* _Consignes_
1 – D'après l'article sur l'Église, à qui Saint Cyrille, évêque de Jérusalem, adressait-il son avertissement ?
2 – Rédigez la suite de l'article sur l'Église en reprenant juste après sa dernière phrase.

* _Texte fourni_
□ □ □ □ □ □ □

VATICAN - LES PAROLES DE LA DOCTRINE par l’Abbé Nicola Bux et l’Abbé Salvatore Vitiello - L’Eglise : entre le fait et l’idéologie

jeudi, 15 novembre 2007

Rome (Agence Fides) - Au IV° siècle, Saint Cyrille, Evêque de Jérusalem, avertissait les pèlerins chrétiens en visite aux Lieux Saints : « …ne demande pas non plus où est l’Eglise, mais précise bien et demande où est l’Eglise Catholique » (P.G. 33, 1048). Il appartenait au groupe d’Evêques qui n’avait pas peur d’enseigner à lire de manière théologique - c’est-à-dire du point de vue de Dieu - le fait de l’Eglise Catholique qui naît et qui se répand, parce que c’est Dieu qui la fait naître et la rassemble de toutes les parties (c’est ce que dit aussi l’étymologie de « ek-klesia »), en appelant qui Il veut à se convertir à son Fils.

□ □ □ □ □ □ □

* _Listing enregistré_
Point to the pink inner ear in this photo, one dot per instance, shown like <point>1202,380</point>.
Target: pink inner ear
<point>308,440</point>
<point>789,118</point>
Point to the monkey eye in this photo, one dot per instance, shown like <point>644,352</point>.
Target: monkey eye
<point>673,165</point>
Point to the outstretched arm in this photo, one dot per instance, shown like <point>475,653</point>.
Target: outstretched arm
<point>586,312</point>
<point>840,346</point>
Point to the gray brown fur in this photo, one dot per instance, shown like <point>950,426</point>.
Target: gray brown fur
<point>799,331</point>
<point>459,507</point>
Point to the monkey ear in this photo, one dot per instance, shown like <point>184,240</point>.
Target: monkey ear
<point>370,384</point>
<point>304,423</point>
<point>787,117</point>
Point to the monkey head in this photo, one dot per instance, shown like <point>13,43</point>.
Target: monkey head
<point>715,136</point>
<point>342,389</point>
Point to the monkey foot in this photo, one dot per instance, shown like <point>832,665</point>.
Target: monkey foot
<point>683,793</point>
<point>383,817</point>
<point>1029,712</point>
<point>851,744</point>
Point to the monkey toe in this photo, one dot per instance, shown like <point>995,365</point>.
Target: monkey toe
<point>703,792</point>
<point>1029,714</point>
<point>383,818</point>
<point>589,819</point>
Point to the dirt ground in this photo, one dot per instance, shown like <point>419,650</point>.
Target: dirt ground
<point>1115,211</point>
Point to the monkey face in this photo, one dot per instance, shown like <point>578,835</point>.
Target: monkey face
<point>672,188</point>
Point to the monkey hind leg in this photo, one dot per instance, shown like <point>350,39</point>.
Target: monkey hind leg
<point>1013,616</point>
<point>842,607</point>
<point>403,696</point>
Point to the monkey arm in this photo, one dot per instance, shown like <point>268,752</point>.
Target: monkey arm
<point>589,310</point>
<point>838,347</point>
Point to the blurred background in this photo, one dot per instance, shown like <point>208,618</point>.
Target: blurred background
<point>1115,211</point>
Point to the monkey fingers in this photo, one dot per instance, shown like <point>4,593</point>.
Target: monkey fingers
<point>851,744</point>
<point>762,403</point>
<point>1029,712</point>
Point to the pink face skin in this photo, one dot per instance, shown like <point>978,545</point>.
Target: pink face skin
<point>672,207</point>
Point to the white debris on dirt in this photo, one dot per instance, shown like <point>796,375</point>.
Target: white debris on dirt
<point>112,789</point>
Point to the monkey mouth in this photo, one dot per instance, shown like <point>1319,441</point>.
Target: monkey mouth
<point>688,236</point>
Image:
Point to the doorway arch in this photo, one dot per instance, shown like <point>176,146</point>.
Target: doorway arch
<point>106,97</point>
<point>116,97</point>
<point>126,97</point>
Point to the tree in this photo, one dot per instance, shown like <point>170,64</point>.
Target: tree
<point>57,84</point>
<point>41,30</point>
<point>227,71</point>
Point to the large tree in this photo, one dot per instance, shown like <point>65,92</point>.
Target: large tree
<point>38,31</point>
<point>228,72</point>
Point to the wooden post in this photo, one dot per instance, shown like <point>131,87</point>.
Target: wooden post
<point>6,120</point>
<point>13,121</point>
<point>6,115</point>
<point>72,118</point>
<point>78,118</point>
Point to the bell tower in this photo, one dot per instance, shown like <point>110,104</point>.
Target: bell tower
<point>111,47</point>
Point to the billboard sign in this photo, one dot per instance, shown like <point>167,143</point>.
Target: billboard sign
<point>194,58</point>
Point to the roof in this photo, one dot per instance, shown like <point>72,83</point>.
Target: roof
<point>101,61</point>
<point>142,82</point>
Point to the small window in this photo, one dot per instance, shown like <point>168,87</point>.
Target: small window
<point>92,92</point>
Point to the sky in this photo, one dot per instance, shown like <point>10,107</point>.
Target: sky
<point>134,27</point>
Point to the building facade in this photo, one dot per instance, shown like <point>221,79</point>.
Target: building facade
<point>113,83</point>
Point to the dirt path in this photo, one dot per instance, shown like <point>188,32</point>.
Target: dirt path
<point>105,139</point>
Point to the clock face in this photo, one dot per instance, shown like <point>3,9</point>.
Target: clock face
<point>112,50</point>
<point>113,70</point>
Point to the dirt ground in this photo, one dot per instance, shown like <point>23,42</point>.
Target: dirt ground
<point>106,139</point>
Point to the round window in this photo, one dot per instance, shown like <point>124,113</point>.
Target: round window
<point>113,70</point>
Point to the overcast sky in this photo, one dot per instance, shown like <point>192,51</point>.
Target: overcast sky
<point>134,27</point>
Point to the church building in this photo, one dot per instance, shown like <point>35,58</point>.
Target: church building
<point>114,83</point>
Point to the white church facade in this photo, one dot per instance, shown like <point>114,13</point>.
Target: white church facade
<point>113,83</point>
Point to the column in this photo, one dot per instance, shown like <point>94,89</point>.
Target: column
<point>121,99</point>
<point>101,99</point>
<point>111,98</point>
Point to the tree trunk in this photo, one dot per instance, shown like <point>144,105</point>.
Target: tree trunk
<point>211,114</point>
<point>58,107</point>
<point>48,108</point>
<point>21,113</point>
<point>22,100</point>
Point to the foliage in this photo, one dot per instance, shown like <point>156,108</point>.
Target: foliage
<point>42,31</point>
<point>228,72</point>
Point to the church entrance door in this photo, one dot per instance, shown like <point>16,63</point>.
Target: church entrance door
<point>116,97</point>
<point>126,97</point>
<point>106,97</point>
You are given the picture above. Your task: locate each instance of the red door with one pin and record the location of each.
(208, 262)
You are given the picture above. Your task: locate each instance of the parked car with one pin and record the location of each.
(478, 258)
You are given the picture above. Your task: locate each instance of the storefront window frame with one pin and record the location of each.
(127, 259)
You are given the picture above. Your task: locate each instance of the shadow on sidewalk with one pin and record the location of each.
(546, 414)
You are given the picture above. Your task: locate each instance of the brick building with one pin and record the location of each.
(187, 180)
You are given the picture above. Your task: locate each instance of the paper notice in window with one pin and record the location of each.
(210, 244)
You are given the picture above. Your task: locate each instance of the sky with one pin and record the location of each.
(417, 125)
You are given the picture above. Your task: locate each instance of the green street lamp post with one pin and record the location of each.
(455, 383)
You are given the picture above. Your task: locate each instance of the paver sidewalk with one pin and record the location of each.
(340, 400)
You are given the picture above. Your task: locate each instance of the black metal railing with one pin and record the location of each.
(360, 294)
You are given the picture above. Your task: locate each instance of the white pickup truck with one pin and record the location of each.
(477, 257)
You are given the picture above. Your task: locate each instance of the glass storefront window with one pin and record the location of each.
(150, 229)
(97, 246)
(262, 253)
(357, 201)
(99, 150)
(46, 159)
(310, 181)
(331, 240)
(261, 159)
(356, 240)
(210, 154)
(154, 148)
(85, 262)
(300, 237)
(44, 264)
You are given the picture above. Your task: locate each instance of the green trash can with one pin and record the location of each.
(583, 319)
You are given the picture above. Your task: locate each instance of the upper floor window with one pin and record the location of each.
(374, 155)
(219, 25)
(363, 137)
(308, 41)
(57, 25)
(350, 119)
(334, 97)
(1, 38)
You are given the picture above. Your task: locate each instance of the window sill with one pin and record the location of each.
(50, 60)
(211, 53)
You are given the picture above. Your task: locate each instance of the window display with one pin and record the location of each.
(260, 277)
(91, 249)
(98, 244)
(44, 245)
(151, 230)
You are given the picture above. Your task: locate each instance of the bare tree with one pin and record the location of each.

□ □ □ □ □ □ □

* _Réponses_
1 – Aux pèlerins chrétiens en visite aux Lieux Saints.

2 –
A notre époque en revanche, on préfère, à propos de l’Eglise (et dans l’Eglise), la « lecture » géopolitique ou œcuménique : la vocation, la conversion, la mission, la persécution, sont abordées elles aussi surtout du point extérieur, comme phénomène, en examinant combien l’Eglise influe sur le monde, accueille ses problèmes, dialogue avec lui. Qui se préoccupe, au contraire, que la doctrine - qui vient du latin « docere », enseigner, et indique que l’on n’enseigne pas sa propre opinion - confiée in primis aux Evêques, soit « saine, sûre et pure » (cf. Tite, 1,9-11 ; 2, 1.8), comme saint Paul le recommande à Tite ? Il semble parfois que l’on se préoccupe plus de l’inculturation !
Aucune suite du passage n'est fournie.